▸ **EXERCISE DETAILS**: Collect every line of the entries below that contains the string "fern". The match is case-sensitive.

▸ **SUPPLIED INFORMATION**:
begin

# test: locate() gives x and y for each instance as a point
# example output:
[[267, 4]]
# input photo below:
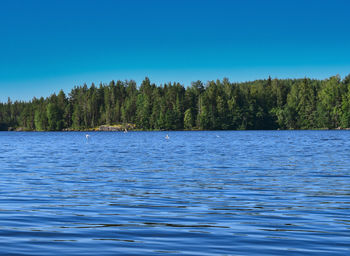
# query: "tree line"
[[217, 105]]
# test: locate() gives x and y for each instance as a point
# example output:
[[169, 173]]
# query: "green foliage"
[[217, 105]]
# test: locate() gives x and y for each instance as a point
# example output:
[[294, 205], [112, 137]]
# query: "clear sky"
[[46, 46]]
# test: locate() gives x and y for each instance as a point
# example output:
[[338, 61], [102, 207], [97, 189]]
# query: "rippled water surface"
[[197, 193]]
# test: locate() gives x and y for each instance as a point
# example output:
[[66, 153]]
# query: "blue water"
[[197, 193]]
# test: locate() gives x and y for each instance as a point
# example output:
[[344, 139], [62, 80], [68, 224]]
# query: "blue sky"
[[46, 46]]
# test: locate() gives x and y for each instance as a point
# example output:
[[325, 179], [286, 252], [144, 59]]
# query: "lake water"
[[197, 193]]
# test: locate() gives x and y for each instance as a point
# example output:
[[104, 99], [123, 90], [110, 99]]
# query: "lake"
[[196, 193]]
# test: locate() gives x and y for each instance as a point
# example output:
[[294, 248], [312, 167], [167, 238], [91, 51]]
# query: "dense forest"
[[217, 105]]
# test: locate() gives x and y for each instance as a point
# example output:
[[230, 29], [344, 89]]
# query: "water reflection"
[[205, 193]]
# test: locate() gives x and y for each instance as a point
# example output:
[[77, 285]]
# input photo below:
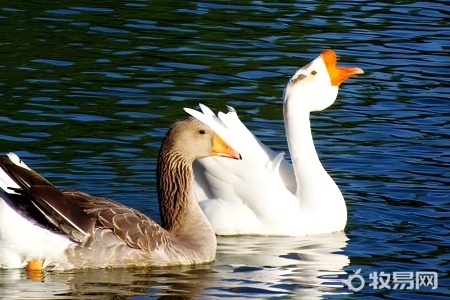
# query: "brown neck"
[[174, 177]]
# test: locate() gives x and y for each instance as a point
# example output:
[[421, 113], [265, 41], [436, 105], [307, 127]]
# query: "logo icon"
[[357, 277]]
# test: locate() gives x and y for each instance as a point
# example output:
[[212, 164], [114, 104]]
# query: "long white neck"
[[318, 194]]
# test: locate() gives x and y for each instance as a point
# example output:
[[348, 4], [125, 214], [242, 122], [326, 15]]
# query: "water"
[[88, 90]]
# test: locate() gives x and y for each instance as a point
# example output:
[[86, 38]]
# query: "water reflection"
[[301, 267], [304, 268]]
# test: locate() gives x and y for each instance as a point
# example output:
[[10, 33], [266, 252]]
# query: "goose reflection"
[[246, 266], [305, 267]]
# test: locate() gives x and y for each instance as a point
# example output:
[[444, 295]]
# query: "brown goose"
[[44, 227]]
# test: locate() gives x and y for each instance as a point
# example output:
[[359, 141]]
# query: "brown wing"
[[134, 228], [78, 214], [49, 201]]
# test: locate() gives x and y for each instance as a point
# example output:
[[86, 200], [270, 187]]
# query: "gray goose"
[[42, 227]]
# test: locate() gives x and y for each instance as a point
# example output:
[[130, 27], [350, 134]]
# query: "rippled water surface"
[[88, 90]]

end
begin

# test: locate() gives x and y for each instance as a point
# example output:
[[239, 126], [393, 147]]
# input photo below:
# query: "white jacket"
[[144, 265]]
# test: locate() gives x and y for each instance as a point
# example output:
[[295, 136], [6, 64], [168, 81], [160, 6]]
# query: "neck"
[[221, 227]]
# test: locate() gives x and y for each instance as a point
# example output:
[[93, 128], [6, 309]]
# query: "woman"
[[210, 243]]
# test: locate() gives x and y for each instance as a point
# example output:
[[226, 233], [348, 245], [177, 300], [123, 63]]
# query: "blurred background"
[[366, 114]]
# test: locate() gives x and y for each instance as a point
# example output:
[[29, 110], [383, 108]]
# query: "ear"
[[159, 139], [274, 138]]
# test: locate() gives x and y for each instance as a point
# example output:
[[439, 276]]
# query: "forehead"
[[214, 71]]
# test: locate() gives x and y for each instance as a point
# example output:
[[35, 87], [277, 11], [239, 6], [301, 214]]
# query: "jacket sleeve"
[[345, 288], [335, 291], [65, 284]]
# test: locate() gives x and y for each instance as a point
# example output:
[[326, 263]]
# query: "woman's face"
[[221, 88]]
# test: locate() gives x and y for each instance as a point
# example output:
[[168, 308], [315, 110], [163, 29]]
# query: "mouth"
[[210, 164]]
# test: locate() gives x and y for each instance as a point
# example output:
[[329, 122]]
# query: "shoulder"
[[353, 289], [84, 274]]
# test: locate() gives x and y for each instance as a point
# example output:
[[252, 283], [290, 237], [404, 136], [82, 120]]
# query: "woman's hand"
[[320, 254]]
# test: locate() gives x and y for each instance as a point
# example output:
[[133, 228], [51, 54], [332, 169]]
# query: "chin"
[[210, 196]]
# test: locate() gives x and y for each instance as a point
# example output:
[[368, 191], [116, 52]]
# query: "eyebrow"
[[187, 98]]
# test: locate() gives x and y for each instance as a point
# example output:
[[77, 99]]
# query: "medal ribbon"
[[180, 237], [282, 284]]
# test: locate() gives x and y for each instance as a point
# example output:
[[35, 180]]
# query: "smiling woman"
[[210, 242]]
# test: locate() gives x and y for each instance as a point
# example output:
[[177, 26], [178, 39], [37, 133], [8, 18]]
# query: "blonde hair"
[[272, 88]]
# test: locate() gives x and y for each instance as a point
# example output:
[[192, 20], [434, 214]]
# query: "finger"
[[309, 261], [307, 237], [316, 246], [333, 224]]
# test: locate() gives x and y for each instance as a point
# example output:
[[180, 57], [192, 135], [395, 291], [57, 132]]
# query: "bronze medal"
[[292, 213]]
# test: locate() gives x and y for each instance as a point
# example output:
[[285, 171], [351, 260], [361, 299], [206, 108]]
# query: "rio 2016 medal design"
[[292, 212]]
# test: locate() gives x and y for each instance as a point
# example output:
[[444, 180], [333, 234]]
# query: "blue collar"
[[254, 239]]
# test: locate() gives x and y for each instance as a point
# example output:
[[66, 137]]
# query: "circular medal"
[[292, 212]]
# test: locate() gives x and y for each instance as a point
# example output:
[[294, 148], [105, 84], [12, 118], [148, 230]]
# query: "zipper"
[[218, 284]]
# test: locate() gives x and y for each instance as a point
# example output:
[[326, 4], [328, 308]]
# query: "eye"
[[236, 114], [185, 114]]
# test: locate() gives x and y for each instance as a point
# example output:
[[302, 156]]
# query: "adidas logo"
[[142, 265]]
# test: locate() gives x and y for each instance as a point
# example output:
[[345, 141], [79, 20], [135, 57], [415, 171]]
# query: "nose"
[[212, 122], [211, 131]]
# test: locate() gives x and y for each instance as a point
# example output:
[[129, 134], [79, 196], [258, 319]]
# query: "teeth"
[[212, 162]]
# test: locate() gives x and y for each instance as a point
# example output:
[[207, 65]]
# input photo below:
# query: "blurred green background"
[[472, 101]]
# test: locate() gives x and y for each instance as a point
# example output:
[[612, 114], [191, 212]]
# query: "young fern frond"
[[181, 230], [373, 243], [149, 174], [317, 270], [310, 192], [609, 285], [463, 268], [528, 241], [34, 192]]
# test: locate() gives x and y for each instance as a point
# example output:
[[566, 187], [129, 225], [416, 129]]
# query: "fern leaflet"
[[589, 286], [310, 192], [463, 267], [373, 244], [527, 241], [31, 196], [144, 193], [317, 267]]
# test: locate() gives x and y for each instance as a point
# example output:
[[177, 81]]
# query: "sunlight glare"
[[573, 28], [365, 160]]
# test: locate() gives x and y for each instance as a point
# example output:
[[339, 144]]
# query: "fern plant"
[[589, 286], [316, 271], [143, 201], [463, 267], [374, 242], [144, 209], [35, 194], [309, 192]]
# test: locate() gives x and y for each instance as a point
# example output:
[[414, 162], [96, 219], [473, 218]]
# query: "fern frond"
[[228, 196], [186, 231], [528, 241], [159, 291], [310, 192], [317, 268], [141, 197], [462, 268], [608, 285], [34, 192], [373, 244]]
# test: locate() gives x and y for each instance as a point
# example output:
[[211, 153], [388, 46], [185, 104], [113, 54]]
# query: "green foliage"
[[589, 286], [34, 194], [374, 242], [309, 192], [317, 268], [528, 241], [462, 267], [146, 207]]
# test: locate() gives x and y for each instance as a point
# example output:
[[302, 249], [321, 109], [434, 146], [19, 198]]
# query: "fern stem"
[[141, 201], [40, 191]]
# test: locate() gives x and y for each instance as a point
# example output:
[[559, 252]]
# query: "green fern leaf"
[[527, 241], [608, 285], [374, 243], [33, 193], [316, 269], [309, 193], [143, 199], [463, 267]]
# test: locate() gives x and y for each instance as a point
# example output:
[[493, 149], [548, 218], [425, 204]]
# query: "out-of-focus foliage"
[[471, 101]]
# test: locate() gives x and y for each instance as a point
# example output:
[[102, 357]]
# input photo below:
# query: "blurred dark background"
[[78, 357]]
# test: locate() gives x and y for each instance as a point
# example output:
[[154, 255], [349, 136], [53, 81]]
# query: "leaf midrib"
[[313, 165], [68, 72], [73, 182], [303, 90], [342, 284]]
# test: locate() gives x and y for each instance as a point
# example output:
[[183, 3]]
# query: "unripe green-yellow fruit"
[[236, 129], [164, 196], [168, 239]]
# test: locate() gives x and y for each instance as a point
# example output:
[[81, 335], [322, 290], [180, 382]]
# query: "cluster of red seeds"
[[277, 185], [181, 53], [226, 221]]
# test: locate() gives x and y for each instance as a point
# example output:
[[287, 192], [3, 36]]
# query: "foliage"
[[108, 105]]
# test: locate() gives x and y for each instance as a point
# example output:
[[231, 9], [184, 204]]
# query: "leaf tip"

end
begin

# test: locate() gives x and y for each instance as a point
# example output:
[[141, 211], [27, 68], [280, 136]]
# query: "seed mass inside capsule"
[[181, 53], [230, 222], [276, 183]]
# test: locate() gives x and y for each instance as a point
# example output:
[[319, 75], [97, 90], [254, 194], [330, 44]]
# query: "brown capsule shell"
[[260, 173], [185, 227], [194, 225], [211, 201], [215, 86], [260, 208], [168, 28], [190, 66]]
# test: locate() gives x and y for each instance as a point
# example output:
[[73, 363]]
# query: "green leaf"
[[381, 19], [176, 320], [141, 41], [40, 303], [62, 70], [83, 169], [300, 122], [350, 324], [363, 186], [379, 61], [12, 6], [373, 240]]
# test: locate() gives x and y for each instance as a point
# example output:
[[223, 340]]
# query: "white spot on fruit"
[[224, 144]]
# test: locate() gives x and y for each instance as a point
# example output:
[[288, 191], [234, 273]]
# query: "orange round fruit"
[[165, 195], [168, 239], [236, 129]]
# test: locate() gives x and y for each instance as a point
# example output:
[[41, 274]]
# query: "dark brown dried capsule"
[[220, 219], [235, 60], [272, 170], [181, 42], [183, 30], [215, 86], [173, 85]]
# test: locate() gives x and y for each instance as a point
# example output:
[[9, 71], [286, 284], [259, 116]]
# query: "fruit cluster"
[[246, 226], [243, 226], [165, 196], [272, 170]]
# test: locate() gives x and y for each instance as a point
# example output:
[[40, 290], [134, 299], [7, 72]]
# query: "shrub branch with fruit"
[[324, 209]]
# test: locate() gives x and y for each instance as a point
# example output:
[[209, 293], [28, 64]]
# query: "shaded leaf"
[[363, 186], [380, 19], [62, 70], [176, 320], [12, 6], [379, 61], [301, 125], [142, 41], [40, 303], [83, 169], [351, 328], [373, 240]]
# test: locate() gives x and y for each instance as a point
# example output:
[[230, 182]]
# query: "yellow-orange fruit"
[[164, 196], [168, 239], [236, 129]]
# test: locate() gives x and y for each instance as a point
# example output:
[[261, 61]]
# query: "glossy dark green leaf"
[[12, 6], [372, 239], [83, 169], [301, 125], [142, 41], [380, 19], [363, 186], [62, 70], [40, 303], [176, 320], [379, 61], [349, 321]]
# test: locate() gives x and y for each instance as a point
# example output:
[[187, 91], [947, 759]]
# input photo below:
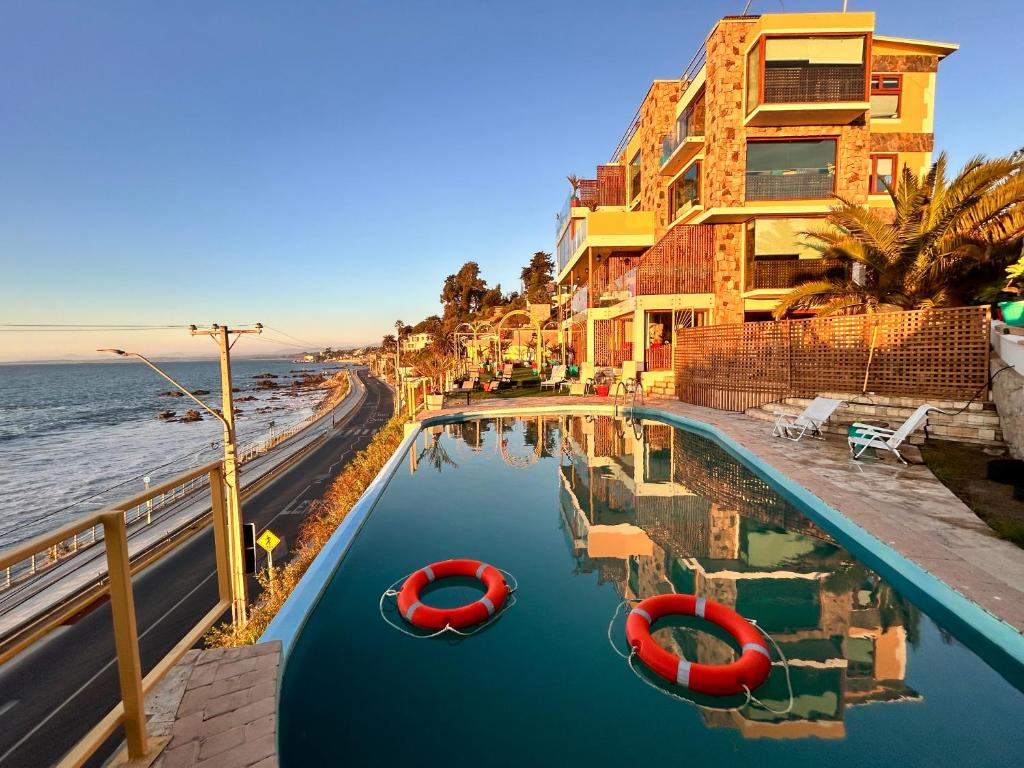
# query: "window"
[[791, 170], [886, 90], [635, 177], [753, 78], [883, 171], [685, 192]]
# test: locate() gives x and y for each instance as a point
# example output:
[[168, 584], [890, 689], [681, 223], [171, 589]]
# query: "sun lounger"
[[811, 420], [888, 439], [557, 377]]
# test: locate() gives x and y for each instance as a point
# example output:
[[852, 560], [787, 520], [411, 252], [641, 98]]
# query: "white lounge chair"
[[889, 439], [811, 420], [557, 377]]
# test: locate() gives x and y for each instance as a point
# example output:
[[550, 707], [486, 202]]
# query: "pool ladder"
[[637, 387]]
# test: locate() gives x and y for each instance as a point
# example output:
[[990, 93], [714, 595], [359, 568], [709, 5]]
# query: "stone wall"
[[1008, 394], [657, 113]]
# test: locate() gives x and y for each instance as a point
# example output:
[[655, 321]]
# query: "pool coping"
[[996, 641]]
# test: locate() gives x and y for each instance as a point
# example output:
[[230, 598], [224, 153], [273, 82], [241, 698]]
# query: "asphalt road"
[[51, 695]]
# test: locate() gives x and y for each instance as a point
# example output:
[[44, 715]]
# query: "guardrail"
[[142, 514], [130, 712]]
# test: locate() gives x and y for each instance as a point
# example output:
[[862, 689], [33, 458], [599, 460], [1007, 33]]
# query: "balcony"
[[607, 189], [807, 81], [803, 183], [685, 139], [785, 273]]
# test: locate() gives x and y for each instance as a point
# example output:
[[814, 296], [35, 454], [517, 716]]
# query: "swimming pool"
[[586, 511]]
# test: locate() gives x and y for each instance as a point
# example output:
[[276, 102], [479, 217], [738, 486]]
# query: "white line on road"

end

▸ **FINISHED TASK**:
# query: "young fern frond"
# query: "fern leaflet"
# query: "fern plant"
# query: "fern frond"
# query: "fern stem"
# query: "green fern leaf"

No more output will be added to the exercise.